## [What you are asked to do]
Every line below between the one holding "Target: tent roof" and the one holding "Target: dried flower arrangement", inclusive, should be copied exactly, and no other line.

## [Data for review]
◇ ◇ ◇

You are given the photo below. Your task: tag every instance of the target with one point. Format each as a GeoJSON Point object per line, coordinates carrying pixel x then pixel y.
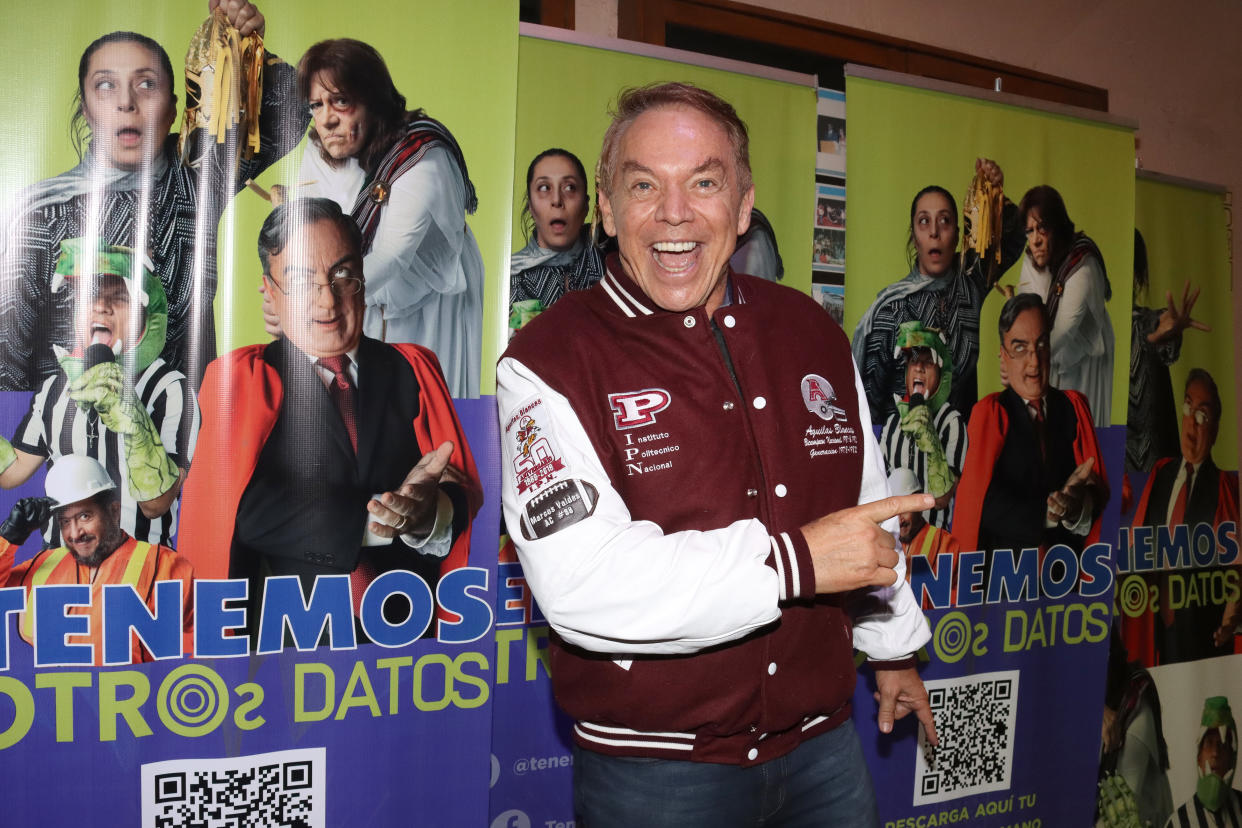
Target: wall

◇ ◇ ◇

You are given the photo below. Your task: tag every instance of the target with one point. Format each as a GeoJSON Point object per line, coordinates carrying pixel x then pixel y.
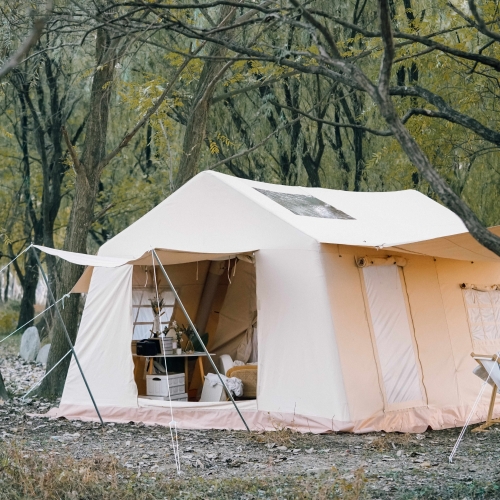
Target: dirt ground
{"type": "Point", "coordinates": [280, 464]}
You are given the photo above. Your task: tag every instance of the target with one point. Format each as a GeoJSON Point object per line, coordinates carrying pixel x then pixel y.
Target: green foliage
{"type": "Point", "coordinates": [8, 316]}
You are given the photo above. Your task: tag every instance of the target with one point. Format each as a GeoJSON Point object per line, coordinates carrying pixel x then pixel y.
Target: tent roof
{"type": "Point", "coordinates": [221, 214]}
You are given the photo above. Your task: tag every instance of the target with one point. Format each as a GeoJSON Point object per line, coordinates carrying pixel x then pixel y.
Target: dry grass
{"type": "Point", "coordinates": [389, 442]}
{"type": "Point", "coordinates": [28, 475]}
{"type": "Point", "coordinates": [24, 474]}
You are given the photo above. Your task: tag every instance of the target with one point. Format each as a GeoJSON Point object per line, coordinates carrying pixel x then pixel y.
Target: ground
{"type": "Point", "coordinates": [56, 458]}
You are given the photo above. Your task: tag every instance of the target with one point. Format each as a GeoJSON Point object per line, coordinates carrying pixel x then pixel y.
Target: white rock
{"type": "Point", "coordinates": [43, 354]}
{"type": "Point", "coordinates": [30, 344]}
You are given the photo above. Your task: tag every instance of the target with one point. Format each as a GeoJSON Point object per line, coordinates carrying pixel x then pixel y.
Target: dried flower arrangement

◇ ◇ ◇

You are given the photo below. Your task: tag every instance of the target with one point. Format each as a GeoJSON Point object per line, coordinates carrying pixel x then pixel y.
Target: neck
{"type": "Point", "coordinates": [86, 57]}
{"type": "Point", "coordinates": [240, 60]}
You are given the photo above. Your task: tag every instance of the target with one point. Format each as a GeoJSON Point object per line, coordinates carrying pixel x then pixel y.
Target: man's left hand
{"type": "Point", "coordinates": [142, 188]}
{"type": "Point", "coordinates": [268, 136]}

◇ ◇ ◇

## [Answer space]
Target: tent roof
{"type": "Point", "coordinates": [221, 214]}
You are given the photo above. Your task: tag every instance of the target with one point. Format each as a GeoJSON Point object per line, coordinates carrying pixel x then pixel y.
Target: dry grass
{"type": "Point", "coordinates": [389, 442]}
{"type": "Point", "coordinates": [28, 475]}
{"type": "Point", "coordinates": [24, 474]}
You are given the photo above. Your task: tag every instance of the target with one point. Format each as a GeoJSON Point object per line, coordinates carrying pixel x then pixel y.
Target: ground
{"type": "Point", "coordinates": [56, 458]}
You are given the photo above. Your task: tag every instance of the target with one point. Format each as a GeoJSON Point object per line, coordinates carrying pixel x then pixel y.
Target: white rock
{"type": "Point", "coordinates": [43, 354]}
{"type": "Point", "coordinates": [30, 344]}
You are given the photo above. Your task: tag every instance of the target with one point. Format each as a GeoJSON Point object per line, coordinates carrying pixel x then pixel y.
Target: dried flower arrangement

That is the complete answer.